DESCRIPTION OF THE TASK:
Copy, character for character, the lines of the records from the one containing "Where can you spot the bare" through the one containing "column 426, row 468", including both of those lines.

A few records
+ + + +

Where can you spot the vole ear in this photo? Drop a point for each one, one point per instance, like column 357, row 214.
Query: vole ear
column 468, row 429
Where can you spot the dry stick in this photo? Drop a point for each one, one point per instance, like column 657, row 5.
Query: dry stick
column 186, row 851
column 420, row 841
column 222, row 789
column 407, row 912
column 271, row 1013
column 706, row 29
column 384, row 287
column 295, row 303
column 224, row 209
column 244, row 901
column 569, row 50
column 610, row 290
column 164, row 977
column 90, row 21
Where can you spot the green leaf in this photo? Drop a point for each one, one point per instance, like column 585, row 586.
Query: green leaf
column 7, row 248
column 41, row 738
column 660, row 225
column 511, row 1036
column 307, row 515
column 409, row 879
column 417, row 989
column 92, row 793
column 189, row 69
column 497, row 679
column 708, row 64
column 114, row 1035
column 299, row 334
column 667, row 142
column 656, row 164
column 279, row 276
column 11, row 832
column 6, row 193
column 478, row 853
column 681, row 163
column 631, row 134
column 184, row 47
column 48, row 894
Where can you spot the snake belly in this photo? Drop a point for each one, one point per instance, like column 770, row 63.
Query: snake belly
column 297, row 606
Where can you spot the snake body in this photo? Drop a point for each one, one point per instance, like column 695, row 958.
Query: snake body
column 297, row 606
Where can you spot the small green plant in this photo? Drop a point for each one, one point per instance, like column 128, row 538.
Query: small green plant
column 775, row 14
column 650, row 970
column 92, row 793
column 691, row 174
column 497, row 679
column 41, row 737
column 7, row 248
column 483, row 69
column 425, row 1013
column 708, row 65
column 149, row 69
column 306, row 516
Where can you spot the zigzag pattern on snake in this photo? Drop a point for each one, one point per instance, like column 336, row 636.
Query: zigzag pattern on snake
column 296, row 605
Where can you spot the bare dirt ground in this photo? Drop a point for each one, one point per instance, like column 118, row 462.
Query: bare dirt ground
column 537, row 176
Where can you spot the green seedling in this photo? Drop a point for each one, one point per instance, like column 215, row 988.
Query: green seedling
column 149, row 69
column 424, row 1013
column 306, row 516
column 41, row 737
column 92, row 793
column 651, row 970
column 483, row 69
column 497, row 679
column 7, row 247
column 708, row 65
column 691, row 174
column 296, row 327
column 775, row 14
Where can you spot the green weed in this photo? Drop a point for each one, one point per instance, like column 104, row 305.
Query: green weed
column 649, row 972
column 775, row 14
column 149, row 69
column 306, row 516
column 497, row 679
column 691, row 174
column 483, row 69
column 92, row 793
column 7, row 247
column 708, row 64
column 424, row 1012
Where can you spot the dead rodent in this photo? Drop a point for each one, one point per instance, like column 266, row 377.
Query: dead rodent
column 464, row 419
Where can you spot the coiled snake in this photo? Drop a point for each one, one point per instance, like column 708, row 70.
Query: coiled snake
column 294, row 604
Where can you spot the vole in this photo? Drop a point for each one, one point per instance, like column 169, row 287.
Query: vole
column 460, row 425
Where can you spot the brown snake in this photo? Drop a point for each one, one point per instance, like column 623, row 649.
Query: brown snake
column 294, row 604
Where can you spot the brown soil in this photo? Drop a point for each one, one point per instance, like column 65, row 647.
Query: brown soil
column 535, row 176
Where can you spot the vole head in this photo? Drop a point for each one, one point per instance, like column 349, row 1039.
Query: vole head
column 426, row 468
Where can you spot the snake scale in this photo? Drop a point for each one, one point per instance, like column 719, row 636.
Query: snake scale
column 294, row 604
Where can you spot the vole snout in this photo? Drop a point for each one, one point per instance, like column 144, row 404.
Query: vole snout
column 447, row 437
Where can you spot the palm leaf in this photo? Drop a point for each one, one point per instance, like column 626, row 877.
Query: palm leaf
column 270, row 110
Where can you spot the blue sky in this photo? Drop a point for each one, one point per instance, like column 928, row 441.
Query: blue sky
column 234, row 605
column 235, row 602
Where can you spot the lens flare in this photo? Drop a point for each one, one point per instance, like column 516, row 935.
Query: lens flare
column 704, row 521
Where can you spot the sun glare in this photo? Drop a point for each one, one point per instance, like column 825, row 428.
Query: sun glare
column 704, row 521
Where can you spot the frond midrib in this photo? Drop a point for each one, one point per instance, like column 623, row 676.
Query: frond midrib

+ + + +

SOLUTION FOR THIS PROBLEM:
Where can you spot the bare dirt ground in this photo? Drop a point for each one, one point per instance, like column 118, row 462.
Query: bare dirt ground
column 537, row 176
Where can you spot the green seedling in this photo? Drop a point for each one, one point per instance, like column 215, row 988.
Query: green seedling
column 149, row 69
column 424, row 1013
column 306, row 516
column 41, row 737
column 92, row 793
column 651, row 970
column 483, row 69
column 497, row 679
column 7, row 247
column 708, row 65
column 691, row 174
column 296, row 327
column 775, row 14
Where can you spot the green weed in this photo? Drop a point for each one, one point per instance, like column 104, row 305.
Query: green weed
column 649, row 972
column 775, row 14
column 149, row 69
column 306, row 516
column 497, row 679
column 691, row 174
column 483, row 69
column 92, row 793
column 7, row 247
column 708, row 64
column 424, row 1012
Where can you spot the dead rodent in this photo? Drop a point for each one, one point per instance, like column 266, row 377.
Query: dead rodent
column 464, row 419
Where can you spot the coiled snake in this photo? Drop a point for each one, one point per instance, like column 708, row 70.
Query: coiled snake
column 294, row 604
Where can you spot the vole in this photo? Drop a point for each one, one point per instance, like column 169, row 287.
Query: vole
column 460, row 425
Where can you spot the brown snake in this photo? Drop a point for each one, one point per instance, like column 623, row 649.
Query: brown snake
column 294, row 604
Where can you spot the brown soil in this photo? Drop a point for each one, one point per instance, like column 65, row 647.
Query: brown soil
column 535, row 176
Where can you spot the vole head in this photo? Drop a point for each one, one point per instance, like column 349, row 1039.
Query: vole head
column 426, row 468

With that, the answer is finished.